### TO DO:
Copy out the data below, beginning at the line that contains "If you could mark the scoreboard" and stopping after the last line, with the requests included. Scale every coordinate in the answers by 0.35, rounding to whole numbers with halves rounded up, and leave the requests and their sample points unchanged.

### SUPPLIED RECORDS:
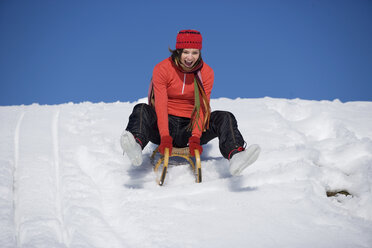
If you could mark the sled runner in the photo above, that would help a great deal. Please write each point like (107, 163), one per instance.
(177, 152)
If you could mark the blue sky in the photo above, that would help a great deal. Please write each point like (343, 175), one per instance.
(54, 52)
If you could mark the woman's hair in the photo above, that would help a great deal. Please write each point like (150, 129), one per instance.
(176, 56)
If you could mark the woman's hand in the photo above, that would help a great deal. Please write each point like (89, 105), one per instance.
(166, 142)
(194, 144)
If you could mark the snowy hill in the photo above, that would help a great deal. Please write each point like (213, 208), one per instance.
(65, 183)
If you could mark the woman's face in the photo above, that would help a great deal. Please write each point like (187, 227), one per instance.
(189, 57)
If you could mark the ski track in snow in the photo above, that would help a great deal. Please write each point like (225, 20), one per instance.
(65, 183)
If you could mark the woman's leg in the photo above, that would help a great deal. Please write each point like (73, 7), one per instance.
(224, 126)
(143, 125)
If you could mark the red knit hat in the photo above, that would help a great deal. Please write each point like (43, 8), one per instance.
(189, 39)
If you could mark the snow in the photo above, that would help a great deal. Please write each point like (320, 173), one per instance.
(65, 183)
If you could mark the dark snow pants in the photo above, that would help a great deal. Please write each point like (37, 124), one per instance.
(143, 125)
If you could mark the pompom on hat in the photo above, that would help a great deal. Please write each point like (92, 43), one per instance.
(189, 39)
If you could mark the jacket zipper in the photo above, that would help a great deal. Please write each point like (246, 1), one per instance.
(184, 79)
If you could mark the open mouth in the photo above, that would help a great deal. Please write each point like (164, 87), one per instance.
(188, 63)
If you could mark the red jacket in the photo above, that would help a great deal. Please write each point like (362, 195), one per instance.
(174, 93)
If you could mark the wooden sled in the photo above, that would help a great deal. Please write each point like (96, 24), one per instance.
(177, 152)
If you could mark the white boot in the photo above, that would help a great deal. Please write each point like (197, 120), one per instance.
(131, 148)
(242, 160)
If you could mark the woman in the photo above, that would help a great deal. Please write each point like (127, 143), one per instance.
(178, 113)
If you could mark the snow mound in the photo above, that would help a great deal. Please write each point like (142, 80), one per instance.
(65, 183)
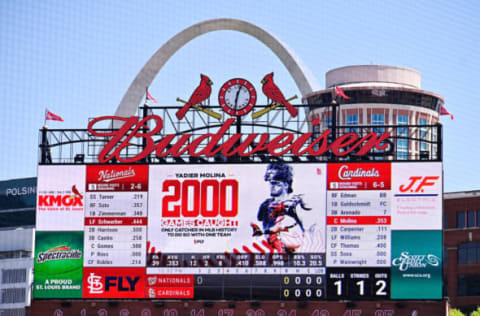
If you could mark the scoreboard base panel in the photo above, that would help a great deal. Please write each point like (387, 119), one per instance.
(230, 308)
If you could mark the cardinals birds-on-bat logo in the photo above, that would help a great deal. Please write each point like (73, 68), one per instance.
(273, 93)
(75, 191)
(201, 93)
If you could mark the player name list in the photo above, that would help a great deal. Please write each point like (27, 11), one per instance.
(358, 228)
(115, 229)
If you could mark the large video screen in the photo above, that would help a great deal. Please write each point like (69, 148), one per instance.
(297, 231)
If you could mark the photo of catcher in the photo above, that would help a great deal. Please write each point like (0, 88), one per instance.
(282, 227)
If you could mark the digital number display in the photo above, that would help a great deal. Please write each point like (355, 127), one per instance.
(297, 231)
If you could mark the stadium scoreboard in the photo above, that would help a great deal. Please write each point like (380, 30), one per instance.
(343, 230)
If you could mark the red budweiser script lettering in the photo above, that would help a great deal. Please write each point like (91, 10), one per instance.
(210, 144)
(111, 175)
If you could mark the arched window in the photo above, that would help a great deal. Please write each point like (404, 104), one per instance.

### ANSWER TO THIS TASK:
If you could mark the scoreboard base panel in the photo above, that would help a great deal. Please write each point like (387, 119), one per instance.
(81, 108)
If you could mark the cardinals birds-on-bat logo in the photo above, that would help a great deal. Please write each point like (73, 68), one per instance.
(96, 33)
(26, 67)
(70, 33)
If you could mark the player name list in the photo above, that would help a great deal. Please write each point like (27, 11), one per instance.
(125, 80)
(40, 80)
If you could mark the large video screen in the photo above, that would help a great deal. Please write each point like (69, 148), one per instance.
(104, 81)
If you could mark the photo of catcher in the photo above, that would help a great deal. Please write each point like (0, 88), one per instance.
(99, 79)
If you could mark the digital number display in the photo above, that would help a great deal. Please write each point like (355, 127), one per instance.
(104, 81)
If you could mark the stadium scoreboard in the photo above, that would help a great deal. Please write each point like (380, 30), one per instance.
(120, 81)
If you could mark the red budweiser script lettering in the photo above, that would help a great deal. Please write each point like (91, 10), one per instance.
(74, 50)
(39, 61)
If you could mark the arched window in the photo above, that would help a great deal. Please write each point like (404, 104), one per instance.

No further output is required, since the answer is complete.